Preprocessor & batching logic

This example assumes you’ve read advanced.ipynb, and covers:

  • Creating custom Preprocessor
  • How train & val loop and DataGenerator logic can be changed via Preprocessor
[1]:
import deeptrain
deeptrain.util.misc.append_examples_dir_to_sys_path()

from utils import make_autoencoder, init_session, AE_CONFIGS as C
from deeptrain.util.preprocessors import Preprocessor
import numpy as np

Preprocessor communicates with DataGenerator twofold: - .process() is called in DataGenerator.get() - DataGenerator sets and gets following attributes through Preprocessor: - batch_exhausted, batch_loaded, slices_per_batch, slice_idx - Thus, Preprocessor can dictate train & validation loop logic by specifying when a batch ends (setting batch_exhausted) in .process(), when some condition holds

RandCropPreprocessor

Below preprocessor randomly crops images to a predefined width & height, as an example of .process() in action. A better example of Preprocessor communicating with DataGenerator is the builtin deeptrain.util.preprocessors.TimeseriesPreprocessor, demonstrated in examples/misc/timeseries.

[2]:
class RandCropPreprocessor(Preprocessor):
    """2D random crop. MNIST is 28x28, we try 25x25 crops,
    e.g. batch[2:27, 3:28]."""
    def __init__(self, size, crop_batch=True, crop_labels=False,
                 crop_same=False):
        # length          -> (length, length)
        # (width, height) -> (width, height)
        assert isinstance(size, (tuple, int))

◆ **Dataset section**
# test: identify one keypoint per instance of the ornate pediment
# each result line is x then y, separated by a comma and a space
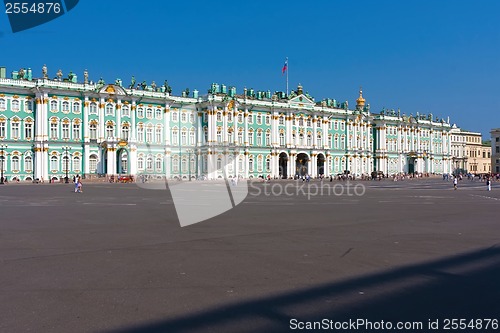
112, 89
301, 101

◆ **Problems and tasks**
[A] In the deeptrain Preprocessor text, what crop size does the random-crop class try on 28x28 MNIST images?
[B] According to the deeptrain Preprocessor text, how can a Preprocessor dictate the train and validation loop logic? Explain in one to three sentences.
[C] Write the next part of the deeptrain Preprocessor text, picking up after its last line.
The material shown above was taken from a separate source.

◆ **Responses in order**
[A] It tries 25x25 crops.

[B] DataGenerator sets and gets attributes such as batch_exhausted, batch_loaded, slices_per_batch and slice_idx through the Preprocessor. The Preprocessor can therefore decide when a batch ends by setting batch_exhausted in .process() when some condition holds.

[C]
        self.size = size if isinstance(size, tuple) else (size, size)

        self.crop_batch = crop_batch
        self.crop_labels = crop_labels
        self.crop_same = crop_same

    def process(self, batch, labels):
        if self.crop_batch:
            (x_start, x_end), (y_start, y_end) = self._make_crop_mask(batch)
            batch = batch[:, x_start:x_end, y_start:y_end]
        if self.crop_labels:
            if not self.crop_same or not self.crop_batch:
                (x_start, x_end), (y_start, y_end
                                   ) = self._make_crop_mask(labels)
            labels = labels[:, x_start:x_end, y_start:y_end]
        return batch, labels

    def _make_crop_mask(self, data):
        _, w, h, *_ = data.shape  # (samples, width, height, channels)
        x_offset = np.random.randint(0, w - self.size[0])
        y_offset = np.random.randint(0, h - self.size[1])
        x_start, x_end = x_offset, x_offset + self.size[0]
        y_start, y_end = y_offset, y_offset + self.size[1]
        return (x_start, x_end), (y_start, y_end)
[3]:
C['datagen'    ]['preprocessor'] = RandCropPreprocessor(size=24)
C['val_datagen']['preprocessor'] = RandCropPreprocessor(size=24)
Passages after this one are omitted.